_Materials provided_:

* START *

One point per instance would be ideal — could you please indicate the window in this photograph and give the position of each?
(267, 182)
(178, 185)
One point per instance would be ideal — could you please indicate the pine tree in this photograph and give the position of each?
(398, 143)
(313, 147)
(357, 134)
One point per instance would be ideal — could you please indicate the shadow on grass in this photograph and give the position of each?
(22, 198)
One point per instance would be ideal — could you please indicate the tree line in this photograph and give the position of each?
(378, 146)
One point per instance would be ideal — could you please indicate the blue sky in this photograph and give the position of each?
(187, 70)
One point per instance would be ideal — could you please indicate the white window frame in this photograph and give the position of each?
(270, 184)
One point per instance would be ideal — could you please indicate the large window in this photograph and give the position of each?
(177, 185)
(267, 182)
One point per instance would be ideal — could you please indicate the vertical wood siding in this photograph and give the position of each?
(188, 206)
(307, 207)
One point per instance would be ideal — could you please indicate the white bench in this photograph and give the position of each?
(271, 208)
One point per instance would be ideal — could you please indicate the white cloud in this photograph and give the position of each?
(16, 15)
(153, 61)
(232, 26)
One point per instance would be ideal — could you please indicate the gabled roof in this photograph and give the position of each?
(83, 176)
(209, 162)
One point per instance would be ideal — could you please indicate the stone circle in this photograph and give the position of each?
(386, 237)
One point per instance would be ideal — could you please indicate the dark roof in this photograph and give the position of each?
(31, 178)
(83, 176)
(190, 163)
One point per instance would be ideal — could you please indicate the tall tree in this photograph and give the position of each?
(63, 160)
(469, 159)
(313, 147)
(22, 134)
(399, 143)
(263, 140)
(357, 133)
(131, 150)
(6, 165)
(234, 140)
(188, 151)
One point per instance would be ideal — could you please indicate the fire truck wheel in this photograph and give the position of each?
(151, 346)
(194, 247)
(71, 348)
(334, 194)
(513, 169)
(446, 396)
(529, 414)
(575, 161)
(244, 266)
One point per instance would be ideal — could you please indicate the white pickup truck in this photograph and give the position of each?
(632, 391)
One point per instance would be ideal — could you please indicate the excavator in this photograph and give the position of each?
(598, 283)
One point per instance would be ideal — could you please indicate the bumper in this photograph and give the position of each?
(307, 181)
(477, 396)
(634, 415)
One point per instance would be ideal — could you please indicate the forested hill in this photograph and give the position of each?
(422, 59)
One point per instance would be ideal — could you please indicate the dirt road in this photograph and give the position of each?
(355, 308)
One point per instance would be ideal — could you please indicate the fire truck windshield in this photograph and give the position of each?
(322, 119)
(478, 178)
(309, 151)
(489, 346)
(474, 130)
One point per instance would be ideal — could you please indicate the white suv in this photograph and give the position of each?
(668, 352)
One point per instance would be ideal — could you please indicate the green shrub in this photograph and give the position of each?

* END *

_The exercise_: Rewrite the rows above as a numbered list, starting from the line containing "the white suv" and continuing through the last row, with both ends included. Leave out any blank lines.

_Solution to this task_:
1. One point per instance would be ideal — could you please indicate the white suv in this photograph and give the position of each?
2. (668, 352)
3. One point per instance would be ideal — could you please indicate the green shrub in this photograph and give the position of each?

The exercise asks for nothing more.